▶ [Selected passage]

= = = = = = =

MARTYR
EVGENY RODIONOV
From Village Boy to
Soldier, Martyr and, Many Say, Saint
November 21, 2003 - By Seth
Mydans, The New York Times
Shoulders back, chest out, the young
soldier stands as if on parade in his camouflage fatigues - his boots
polished, his rifle at his shoulder, a halo around his head. His face is the blank mask of a man for whom duty is life.
It is not easy being a soldier, or a saint. Portraits
of this young man, Yevgeny Rodionov, are spreading around Russia -
sometimes in uniform, sometimes in a robe, sometimes armed, sometimes
holding a cross, but always with his halo.
He is Russia's new unofficial saint, a
casualty of the war in Chechnya who has been canonized not by the
Russian Orthodox Church but by a groundswell of popular adoration. The portraits are religious icons, venerated in homes and
churches where Private Rodionov has become the focus of a minor cult
that seems to fill a nationalist hunger for popular heroes. In one icon he is painted to look like a medieval Russian
knight. In another he is included, in full uniform, in a group portrait
of the last czar and his family, under the gaze of Jesus. Church officials say all of this breaks religious law.

= = = = = = =

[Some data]

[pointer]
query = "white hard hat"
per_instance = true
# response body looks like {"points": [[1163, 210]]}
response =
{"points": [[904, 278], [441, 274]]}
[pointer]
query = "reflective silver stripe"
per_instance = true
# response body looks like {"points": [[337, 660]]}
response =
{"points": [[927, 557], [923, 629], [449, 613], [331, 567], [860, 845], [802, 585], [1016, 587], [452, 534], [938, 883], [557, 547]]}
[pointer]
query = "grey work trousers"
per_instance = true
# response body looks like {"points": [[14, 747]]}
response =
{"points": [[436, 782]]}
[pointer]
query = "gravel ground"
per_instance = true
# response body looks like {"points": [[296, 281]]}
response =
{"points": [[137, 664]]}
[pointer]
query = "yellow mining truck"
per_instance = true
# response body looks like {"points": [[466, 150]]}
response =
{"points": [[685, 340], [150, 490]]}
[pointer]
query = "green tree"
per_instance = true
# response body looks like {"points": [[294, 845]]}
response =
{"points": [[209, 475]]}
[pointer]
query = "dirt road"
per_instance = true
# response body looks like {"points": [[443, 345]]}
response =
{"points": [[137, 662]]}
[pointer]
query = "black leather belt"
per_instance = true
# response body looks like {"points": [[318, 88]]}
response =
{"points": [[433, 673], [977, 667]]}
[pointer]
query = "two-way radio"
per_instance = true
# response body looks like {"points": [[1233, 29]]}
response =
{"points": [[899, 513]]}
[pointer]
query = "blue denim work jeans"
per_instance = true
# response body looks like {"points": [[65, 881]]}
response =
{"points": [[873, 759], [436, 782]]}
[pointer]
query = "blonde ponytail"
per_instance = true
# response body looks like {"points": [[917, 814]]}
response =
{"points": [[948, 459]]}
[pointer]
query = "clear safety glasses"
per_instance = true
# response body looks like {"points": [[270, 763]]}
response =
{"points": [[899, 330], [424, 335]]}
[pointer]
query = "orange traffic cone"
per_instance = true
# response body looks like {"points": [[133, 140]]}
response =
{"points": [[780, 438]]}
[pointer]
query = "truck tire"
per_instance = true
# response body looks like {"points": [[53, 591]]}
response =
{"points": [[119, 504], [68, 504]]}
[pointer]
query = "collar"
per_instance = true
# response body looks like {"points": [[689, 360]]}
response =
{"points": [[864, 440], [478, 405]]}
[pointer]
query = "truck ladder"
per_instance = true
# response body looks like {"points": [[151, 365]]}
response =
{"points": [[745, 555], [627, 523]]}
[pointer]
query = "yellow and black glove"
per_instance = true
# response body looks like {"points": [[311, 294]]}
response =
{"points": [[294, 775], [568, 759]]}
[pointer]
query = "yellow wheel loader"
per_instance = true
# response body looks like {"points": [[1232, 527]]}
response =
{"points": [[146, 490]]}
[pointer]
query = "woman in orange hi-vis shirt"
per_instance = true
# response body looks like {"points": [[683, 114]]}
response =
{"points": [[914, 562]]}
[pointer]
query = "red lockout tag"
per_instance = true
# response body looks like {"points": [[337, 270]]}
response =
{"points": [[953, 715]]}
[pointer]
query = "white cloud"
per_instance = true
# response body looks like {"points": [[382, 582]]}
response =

= = = = = = =

▶ [Goal]
In the article about Yevgeny Rodionov, why is he called Russia's "new unofficial saint"?

▶ [Task output]
The Russian Orthodox Church did not canonize him. A groundswell of popular adoration did.